Data listing
· · · · · · ·

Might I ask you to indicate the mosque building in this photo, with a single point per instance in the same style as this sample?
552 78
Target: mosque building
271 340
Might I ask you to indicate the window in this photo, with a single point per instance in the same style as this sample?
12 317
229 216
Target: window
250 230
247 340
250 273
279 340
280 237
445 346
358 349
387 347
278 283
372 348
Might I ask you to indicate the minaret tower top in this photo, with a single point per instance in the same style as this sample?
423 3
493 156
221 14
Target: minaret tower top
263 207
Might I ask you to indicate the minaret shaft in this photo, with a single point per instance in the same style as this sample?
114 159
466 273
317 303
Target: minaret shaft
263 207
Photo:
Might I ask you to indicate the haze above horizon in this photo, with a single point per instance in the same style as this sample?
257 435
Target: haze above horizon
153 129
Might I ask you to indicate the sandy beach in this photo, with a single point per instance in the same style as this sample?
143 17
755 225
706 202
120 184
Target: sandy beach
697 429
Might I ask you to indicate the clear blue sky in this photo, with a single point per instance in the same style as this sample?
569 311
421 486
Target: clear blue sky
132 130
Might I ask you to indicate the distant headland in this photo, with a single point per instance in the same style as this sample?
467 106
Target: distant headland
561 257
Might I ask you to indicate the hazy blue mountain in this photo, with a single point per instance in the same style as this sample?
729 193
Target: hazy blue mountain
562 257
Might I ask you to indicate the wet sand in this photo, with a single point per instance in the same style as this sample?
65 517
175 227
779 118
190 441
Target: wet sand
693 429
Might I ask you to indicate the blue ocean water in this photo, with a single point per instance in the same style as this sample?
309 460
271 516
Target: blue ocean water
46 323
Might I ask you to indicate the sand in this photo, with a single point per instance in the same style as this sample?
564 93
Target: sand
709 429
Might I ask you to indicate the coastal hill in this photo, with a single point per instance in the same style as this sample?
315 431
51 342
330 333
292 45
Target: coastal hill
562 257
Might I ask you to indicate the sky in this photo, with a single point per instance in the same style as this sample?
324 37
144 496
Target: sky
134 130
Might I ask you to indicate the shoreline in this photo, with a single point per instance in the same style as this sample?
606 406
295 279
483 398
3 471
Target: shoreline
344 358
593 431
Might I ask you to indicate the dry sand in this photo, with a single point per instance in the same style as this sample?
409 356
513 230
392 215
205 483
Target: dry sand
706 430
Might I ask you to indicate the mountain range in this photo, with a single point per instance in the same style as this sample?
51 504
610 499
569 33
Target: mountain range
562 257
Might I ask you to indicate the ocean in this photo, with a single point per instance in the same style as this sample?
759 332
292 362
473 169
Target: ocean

· · · · · · ·

* _Given problem_
Locate the line that contains "Might I ask you to indicate the blue". Repeat it and every line after it, up to and including the final line, exactly.

* _Full solution_
Might I ask you to indicate the blue ocean water in this photo, with a single point per instance in the same style as this sample?
309 460
271 516
Target: blue ocean water
46 323
Might I ask you to indicate the sand in this photo, with a single point per instance in the same style as this sample?
564 93
Target: sand
709 429
Might I ask you to indicate the coastal hill in this photo, with a single point per instance in the same style as this sample?
315 431
51 342
330 333
292 45
Target: coastal hill
562 257
Might I ask you to indicate the sky in this photo, with a single point per instance in the same style as this sample?
324 37
144 496
Target: sky
134 130
Might I ask you to indicate the shoreline in this photo, with a single point per instance in the same style as this sample?
606 406
295 279
483 398
3 471
Target: shoreline
344 358
593 431
Might I ask you to indicate the dry sand in this photo, with a single point per instance in the same style as this sample?
409 356
513 230
392 215
205 483
Target: dry sand
706 430
Might I ask you to indicate the mountain range in this photo, with a single point per instance in the same style as this sample?
51 504
610 499
569 33
Target: mountain range
562 257
Might I ask you to indicate the ocean in this photo, with a single point per instance in the same style as this sample?
759 332
292 362
473 169
Target: ocean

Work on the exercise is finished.